- [Brief] Please pick out and copy every line in the rows below that contains the word "green". Case counts.

━━ Materials provided ━━

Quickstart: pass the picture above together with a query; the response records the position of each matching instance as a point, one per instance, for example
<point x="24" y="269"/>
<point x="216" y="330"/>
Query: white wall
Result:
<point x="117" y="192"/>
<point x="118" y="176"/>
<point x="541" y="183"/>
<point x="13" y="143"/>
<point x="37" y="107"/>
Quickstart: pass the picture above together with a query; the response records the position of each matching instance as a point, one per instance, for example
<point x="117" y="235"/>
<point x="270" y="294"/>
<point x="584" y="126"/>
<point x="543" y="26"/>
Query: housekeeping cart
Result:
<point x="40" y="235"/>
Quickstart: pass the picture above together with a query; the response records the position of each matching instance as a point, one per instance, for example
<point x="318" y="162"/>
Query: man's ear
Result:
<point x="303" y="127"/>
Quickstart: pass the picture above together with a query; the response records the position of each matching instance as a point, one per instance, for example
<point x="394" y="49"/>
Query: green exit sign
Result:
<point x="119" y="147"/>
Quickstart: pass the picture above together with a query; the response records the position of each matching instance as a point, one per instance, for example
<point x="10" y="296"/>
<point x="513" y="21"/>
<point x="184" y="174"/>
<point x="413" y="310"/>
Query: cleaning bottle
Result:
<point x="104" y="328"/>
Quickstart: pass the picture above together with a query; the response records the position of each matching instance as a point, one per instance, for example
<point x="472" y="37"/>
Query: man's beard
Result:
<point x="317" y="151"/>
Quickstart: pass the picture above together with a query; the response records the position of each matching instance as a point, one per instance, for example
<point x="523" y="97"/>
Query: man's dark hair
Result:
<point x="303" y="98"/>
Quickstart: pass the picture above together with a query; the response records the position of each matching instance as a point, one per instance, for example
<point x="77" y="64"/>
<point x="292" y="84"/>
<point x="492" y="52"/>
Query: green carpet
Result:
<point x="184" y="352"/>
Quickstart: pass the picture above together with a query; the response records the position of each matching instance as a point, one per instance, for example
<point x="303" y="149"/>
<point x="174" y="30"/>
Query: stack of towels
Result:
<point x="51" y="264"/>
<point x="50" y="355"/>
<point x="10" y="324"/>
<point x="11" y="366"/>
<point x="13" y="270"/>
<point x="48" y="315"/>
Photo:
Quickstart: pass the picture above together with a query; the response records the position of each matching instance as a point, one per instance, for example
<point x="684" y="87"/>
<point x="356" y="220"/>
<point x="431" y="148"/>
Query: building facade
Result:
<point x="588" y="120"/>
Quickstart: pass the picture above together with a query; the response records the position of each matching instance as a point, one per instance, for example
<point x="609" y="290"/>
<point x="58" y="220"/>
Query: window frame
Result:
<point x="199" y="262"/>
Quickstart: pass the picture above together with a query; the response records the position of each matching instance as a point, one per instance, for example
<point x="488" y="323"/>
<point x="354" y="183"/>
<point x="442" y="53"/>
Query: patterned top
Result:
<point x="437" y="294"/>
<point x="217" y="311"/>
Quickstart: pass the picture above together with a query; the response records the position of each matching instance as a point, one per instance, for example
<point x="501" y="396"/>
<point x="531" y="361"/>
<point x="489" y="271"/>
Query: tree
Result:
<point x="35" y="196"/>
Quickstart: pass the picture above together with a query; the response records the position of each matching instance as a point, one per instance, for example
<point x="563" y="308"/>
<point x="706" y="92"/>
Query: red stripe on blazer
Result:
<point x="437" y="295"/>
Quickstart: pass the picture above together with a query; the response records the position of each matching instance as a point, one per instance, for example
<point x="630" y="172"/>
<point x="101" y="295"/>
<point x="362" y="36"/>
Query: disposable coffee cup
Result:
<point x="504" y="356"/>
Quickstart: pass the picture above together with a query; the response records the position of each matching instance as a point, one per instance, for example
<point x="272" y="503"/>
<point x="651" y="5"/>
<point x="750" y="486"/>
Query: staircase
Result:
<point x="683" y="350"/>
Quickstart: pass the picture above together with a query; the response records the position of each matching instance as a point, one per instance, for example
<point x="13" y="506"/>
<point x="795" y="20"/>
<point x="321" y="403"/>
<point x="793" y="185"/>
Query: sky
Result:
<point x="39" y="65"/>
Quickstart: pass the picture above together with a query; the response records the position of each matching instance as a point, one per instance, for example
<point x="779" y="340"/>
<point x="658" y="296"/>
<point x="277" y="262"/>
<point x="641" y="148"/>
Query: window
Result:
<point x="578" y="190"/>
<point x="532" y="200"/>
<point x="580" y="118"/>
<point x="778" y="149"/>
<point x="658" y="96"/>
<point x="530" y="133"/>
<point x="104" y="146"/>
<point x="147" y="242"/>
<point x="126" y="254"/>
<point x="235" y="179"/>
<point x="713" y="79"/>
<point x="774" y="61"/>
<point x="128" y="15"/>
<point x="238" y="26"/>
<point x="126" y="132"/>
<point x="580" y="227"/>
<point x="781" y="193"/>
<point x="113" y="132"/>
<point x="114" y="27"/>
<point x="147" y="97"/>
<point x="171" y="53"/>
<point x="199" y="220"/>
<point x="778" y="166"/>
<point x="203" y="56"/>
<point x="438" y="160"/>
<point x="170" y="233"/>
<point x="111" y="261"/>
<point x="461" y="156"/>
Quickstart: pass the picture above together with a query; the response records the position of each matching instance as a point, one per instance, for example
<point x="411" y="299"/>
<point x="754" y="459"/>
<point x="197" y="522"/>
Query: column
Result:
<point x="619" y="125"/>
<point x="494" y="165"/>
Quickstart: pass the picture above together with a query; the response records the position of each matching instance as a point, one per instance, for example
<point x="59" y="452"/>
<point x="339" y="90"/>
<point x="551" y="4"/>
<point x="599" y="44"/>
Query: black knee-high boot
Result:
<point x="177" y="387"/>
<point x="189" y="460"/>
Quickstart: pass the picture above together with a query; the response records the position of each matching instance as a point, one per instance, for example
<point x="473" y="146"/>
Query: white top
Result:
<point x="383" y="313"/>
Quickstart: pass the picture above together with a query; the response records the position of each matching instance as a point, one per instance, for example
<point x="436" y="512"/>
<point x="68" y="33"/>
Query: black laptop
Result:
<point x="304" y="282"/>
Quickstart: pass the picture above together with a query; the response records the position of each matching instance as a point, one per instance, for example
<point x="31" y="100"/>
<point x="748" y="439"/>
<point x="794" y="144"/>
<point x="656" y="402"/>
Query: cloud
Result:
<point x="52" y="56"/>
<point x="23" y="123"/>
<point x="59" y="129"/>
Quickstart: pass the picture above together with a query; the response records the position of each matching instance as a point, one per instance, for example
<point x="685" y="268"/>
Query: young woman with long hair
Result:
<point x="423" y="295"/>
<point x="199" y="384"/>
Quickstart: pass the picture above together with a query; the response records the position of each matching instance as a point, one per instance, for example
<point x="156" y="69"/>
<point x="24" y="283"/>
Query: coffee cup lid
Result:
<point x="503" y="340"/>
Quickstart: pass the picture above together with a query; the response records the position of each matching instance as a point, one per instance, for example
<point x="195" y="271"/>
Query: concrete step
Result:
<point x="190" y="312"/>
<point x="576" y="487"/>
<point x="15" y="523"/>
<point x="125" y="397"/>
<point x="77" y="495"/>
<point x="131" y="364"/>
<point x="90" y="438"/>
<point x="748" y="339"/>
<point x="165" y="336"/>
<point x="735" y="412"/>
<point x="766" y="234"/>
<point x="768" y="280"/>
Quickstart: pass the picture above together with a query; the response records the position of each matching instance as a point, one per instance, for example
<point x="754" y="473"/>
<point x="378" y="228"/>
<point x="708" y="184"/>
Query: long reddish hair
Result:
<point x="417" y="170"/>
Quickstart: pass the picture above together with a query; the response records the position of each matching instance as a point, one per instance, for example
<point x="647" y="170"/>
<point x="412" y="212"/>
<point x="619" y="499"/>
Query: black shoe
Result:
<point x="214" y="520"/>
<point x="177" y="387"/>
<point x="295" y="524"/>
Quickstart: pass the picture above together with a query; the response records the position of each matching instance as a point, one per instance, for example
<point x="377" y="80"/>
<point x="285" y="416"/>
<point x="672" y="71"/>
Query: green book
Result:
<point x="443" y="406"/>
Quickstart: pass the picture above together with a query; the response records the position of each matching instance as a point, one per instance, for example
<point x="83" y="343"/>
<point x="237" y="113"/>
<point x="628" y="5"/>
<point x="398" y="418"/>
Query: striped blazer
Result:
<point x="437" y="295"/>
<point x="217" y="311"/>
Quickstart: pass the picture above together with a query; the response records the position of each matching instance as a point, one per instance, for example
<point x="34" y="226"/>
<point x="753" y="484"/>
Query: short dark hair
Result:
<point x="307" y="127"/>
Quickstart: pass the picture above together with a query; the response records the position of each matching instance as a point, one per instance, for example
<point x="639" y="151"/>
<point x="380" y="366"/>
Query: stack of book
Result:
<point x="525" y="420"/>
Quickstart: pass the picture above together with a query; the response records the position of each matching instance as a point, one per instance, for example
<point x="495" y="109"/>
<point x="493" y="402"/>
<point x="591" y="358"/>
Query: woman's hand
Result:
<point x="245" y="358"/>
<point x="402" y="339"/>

━━━

- [Answer to the problem]
Query: green exit sign
Query: green carpet
Query: green book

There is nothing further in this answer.